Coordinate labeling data
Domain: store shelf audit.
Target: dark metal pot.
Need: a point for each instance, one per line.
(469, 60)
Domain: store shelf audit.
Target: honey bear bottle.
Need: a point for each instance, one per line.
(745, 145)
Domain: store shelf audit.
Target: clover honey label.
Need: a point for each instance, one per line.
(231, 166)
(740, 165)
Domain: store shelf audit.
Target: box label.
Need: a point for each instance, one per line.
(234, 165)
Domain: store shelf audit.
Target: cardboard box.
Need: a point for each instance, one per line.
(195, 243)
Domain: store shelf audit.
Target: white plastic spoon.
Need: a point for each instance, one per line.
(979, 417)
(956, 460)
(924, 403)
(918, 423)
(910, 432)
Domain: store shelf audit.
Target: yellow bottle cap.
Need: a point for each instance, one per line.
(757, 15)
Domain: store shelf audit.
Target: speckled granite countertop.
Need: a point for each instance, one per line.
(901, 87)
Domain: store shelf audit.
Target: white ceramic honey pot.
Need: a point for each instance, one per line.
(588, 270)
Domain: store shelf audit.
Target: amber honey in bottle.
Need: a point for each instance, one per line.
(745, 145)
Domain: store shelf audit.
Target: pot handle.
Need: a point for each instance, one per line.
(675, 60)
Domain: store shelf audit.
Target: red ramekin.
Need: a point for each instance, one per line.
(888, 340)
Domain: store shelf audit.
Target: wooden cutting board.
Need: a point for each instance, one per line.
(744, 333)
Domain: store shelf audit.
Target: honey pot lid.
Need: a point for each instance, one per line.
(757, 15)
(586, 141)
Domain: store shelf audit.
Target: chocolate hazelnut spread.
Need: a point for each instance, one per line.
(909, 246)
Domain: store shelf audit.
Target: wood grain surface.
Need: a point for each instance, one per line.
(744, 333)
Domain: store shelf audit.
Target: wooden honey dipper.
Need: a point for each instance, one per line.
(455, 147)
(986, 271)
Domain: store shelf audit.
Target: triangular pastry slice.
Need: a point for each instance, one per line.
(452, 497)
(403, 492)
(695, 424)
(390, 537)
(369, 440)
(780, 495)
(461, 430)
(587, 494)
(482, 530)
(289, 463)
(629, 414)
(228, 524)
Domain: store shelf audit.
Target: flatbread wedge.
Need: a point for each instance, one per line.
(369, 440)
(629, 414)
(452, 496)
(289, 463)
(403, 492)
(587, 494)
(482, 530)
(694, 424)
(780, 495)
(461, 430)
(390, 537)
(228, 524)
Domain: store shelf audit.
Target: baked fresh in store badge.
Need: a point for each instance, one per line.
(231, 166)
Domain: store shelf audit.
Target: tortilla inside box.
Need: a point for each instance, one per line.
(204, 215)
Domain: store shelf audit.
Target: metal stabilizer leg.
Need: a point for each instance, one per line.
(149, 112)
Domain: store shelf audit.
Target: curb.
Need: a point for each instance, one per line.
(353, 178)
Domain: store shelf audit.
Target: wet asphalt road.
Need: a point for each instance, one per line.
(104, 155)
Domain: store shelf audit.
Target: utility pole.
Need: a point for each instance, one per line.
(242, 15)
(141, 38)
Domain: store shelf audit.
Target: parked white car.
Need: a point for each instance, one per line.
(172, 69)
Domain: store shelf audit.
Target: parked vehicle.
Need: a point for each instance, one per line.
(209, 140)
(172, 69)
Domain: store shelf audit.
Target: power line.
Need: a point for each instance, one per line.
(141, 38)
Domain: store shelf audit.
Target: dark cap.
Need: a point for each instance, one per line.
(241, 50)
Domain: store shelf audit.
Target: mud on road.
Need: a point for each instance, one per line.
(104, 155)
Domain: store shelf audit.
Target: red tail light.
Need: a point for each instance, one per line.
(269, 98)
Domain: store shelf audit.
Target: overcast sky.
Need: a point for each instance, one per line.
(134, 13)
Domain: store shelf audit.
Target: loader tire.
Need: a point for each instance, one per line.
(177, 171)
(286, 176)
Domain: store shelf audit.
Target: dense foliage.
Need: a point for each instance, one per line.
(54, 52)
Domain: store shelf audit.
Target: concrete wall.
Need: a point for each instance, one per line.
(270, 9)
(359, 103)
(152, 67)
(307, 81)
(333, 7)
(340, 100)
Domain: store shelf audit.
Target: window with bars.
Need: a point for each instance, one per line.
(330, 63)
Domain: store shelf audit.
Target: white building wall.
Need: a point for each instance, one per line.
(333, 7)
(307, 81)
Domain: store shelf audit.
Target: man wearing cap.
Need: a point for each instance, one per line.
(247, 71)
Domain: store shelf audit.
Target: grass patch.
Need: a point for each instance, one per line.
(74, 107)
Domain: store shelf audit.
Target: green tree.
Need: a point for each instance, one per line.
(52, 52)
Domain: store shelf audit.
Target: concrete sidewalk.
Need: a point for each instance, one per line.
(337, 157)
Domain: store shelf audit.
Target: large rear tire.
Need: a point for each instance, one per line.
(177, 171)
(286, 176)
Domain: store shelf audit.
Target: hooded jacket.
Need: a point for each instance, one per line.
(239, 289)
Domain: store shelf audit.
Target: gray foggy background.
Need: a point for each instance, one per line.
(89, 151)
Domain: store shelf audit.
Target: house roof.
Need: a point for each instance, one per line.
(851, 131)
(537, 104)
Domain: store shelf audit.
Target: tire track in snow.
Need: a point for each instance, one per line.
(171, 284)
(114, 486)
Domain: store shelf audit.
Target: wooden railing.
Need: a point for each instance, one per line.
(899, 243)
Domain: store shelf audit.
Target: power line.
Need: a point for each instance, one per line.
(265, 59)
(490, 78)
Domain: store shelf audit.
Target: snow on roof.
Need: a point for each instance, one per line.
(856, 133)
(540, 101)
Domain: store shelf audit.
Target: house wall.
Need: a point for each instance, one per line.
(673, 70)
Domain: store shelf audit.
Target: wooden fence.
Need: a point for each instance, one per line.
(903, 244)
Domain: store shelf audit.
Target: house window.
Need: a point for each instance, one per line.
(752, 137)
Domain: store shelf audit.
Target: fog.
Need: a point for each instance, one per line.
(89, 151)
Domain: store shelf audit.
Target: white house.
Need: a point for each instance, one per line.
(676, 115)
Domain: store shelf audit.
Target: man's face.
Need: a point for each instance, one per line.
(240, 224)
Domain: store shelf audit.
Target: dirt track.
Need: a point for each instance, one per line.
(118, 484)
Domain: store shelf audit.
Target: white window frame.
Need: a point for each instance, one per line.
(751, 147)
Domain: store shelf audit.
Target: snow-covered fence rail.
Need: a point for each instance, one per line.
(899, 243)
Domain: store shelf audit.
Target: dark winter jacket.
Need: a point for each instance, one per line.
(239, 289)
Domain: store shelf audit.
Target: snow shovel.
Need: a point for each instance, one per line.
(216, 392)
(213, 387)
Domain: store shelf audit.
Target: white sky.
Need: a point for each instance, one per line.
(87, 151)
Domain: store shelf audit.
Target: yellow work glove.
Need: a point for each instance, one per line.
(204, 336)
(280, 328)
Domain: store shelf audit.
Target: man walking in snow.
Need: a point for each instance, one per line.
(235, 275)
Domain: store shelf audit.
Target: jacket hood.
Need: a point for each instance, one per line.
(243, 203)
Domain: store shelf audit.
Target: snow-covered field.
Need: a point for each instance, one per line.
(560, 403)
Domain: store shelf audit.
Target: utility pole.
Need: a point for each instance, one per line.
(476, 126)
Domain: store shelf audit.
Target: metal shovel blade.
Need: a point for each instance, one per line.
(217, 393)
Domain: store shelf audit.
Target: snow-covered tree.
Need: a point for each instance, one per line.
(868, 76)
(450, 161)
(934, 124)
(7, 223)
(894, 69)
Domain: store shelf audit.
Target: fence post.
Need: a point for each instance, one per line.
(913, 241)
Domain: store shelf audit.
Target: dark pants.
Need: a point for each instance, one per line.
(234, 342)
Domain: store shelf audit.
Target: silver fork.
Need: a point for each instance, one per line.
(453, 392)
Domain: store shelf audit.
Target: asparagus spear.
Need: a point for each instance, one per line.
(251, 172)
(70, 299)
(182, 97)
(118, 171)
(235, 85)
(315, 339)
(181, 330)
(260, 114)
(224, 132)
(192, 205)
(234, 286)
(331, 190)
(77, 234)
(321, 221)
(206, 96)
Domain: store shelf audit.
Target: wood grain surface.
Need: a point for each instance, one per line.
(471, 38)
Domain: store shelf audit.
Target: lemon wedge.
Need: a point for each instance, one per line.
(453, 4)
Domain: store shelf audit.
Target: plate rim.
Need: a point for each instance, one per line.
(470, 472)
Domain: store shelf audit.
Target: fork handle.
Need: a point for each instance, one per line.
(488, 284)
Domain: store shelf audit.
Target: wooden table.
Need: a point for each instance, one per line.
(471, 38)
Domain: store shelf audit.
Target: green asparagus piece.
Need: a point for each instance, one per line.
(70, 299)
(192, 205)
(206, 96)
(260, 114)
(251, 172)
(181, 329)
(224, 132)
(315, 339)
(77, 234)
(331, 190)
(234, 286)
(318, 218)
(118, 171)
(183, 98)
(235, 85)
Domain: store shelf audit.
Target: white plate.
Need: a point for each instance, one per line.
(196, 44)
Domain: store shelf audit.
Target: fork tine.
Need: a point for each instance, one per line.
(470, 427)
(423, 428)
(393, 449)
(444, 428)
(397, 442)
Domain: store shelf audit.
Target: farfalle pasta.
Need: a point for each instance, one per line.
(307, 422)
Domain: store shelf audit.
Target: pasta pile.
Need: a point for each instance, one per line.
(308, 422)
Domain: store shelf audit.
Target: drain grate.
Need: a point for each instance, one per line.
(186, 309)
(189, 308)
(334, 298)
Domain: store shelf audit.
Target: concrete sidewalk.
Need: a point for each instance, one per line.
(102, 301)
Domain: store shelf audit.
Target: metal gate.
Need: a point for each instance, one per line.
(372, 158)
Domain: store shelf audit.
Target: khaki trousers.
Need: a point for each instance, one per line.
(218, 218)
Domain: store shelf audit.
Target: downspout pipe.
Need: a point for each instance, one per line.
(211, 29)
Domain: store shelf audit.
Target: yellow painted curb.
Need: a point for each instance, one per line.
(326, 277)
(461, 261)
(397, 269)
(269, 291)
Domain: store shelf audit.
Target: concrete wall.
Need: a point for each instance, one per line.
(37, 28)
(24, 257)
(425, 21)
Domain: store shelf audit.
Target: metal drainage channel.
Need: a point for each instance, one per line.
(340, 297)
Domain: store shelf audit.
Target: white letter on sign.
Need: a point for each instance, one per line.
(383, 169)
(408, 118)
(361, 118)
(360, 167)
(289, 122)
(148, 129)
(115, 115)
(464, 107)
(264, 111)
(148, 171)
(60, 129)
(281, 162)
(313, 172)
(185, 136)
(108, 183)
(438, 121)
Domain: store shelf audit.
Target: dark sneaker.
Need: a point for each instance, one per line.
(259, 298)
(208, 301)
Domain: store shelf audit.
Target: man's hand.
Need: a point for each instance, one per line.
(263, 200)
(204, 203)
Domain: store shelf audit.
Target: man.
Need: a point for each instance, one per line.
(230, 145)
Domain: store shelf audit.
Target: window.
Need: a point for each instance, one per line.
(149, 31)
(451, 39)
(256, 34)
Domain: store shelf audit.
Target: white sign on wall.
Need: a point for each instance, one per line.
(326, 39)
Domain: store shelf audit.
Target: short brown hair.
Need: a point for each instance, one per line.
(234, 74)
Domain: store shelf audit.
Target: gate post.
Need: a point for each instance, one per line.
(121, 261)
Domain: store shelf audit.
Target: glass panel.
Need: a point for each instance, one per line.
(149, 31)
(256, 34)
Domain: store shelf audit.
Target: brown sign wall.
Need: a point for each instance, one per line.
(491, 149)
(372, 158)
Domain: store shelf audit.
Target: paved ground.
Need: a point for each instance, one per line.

Aim of the exercise>
Collect every line from the items above that contains the word "white", and copy each one unchanged.

Solution to this exercise>
Target: white plastic spoon.
Target: white ceramic honey pot.
Target: parked white car.
Target: white building wall.
Target: white house.
Target: white window frame.
Target: white sky.
Target: white plate.
Target: white letter on sign.
Target: white sign on wall.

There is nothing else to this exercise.